▸ Parts of the exercise
• a. Write out everything in the economy text from "The prevailing view" down to "his reelection campaign.".
• b. Using the economy text, say whether each statement agrees with it, answering yes or no and quoting the words that decide it: (i) The Washington Post interviewed 30 Americans who could not pay all of their bills. (ii) Sommer Johnson lives in Atlanta. (iii) Wall Street investors widely believe there is a lot to worry about in the economy.

RNA - The Washington Post conducted interviews with 30 Americans unable to pay all of their bills. A clear pattern emerged from the discussions; most were able to get by with difficulty until they faced an unexpected crisis such as a job loss, cancer, car trouble or storm damage.

“I keep hearing this is one of the best economies we’ve ever had and unemployment is down, especially among African Americans, which I am,” said Sommer Johnson, a 39-year-old African Americans woman who lives in Douglasville, Georgia.

“I’m looking around going, ‘Where is this boom?’ From where I sit, this doesn’t look like the best economy ever,” Johnson added.

The prevailing view among Wall Street investors and Washington policymakers is that there is little to worry about the economy and President Donald Trump has made the economy’s strong performance a centerpiece of his reelection campaign.

▸ Material supplied
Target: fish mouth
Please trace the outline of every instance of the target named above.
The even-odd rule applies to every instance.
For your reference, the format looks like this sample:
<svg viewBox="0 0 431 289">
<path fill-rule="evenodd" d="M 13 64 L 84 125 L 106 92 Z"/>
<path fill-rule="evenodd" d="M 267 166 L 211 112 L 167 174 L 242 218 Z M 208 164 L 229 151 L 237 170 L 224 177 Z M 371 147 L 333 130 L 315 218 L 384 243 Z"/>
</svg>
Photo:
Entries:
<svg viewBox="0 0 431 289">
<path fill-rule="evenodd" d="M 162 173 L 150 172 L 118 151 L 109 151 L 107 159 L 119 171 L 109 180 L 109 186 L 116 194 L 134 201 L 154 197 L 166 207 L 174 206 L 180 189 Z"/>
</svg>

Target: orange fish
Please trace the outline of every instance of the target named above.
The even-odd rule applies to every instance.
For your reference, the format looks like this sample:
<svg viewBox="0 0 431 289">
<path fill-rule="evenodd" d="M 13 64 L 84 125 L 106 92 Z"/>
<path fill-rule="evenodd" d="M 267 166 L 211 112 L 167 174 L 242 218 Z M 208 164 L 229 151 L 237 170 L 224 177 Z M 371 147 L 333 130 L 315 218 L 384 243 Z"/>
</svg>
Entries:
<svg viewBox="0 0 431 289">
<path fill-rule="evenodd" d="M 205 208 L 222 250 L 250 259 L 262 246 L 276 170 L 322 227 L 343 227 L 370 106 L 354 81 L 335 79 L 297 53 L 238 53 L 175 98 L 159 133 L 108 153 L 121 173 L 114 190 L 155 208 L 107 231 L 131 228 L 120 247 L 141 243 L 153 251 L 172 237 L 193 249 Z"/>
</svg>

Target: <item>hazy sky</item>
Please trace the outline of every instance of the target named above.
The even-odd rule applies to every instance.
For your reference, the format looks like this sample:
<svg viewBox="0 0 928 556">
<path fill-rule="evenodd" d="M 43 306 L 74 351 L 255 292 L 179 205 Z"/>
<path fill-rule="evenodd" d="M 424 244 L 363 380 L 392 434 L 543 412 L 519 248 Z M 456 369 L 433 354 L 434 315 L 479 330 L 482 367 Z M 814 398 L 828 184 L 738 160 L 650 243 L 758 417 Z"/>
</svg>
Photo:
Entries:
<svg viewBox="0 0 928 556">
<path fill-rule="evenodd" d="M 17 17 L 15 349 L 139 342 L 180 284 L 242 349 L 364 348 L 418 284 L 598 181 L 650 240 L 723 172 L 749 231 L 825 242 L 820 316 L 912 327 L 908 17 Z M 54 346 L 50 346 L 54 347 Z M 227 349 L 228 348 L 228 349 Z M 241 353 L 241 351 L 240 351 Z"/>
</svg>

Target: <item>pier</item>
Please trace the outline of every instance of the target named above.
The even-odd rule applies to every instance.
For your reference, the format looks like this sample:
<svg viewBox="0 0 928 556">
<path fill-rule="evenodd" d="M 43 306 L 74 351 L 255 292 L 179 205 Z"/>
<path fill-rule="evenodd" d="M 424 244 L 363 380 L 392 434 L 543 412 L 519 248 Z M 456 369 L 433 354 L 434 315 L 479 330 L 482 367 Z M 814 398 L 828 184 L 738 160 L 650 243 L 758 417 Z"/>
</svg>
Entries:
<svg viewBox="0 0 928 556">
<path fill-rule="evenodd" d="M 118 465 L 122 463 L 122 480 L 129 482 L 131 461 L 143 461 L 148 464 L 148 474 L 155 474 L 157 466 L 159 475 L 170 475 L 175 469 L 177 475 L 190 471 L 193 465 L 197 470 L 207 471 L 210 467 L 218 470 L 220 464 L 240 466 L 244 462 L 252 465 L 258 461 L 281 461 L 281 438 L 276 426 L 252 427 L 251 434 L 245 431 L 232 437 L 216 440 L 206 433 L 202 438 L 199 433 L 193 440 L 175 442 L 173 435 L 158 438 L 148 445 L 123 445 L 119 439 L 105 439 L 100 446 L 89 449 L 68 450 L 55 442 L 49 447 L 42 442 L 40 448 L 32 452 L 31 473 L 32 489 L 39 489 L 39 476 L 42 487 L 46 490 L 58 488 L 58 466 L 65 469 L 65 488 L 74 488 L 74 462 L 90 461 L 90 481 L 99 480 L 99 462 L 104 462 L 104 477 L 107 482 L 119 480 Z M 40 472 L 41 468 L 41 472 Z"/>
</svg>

▸ Solutions in order
• a.
The prevailing view among Wall Street investors and Washington policymakers is that there is little to worry about the economy and President Donald Trump has made the economy’s strong performance a centerpiece of his reelection campaign.

• b.
(i) Yes: "The Washington Post conducted interviews with 30 Americans unable to pay all of their bills."
(ii) No: "who lives in Douglasville, Georgia."
(iii) No: "there is little to worry about the economy"